(Excerpts from the pointing dataset)
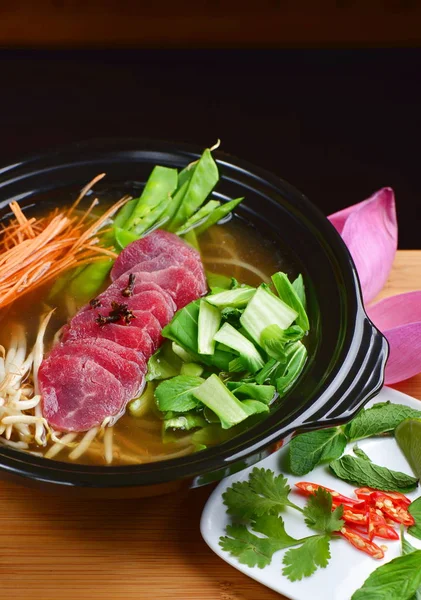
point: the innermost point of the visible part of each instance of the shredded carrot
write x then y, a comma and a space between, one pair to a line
36, 250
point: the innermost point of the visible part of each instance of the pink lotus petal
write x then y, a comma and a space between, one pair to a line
399, 319
370, 231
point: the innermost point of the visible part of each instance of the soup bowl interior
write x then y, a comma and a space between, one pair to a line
346, 353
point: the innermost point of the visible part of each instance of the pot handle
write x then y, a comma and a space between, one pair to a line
363, 379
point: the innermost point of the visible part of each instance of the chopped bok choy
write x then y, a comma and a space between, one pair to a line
229, 356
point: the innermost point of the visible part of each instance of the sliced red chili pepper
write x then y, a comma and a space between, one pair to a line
361, 543
377, 526
311, 488
391, 509
355, 515
364, 493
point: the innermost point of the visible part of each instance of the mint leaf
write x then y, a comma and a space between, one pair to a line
318, 512
407, 548
303, 561
383, 417
360, 453
397, 580
361, 472
176, 394
415, 510
307, 450
250, 550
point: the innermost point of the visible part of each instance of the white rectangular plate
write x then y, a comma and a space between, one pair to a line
348, 568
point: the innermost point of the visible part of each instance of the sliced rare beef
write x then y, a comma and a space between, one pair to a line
182, 285
77, 393
127, 372
100, 363
132, 337
159, 251
151, 247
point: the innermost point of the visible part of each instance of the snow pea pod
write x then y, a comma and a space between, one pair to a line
218, 214
159, 187
198, 183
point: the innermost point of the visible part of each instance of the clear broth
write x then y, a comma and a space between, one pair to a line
235, 249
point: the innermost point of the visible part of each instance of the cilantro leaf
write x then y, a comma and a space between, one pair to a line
262, 494
273, 527
318, 513
248, 548
264, 482
310, 449
383, 417
303, 561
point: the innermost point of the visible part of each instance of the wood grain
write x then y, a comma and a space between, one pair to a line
137, 549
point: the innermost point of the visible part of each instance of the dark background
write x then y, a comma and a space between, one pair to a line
338, 124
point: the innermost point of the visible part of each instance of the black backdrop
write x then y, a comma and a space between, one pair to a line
338, 124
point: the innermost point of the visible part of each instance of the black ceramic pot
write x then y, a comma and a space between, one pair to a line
347, 353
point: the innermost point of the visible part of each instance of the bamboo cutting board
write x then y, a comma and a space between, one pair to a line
62, 549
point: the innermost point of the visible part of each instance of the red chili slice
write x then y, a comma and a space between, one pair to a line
311, 488
356, 516
378, 527
361, 543
391, 508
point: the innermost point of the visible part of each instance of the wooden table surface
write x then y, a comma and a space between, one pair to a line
58, 548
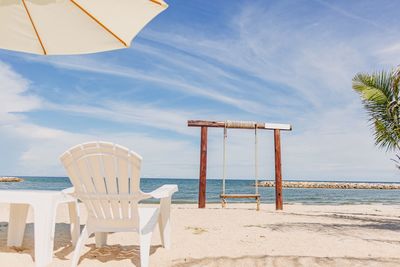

## The problem
Display each line of the data above that contains the string "sliced".

## Task response
point: the innermost point of the visible part of each instance of the sliced red chili pepper
point: the innermost point of the visible part of each instance of the sliced rare beef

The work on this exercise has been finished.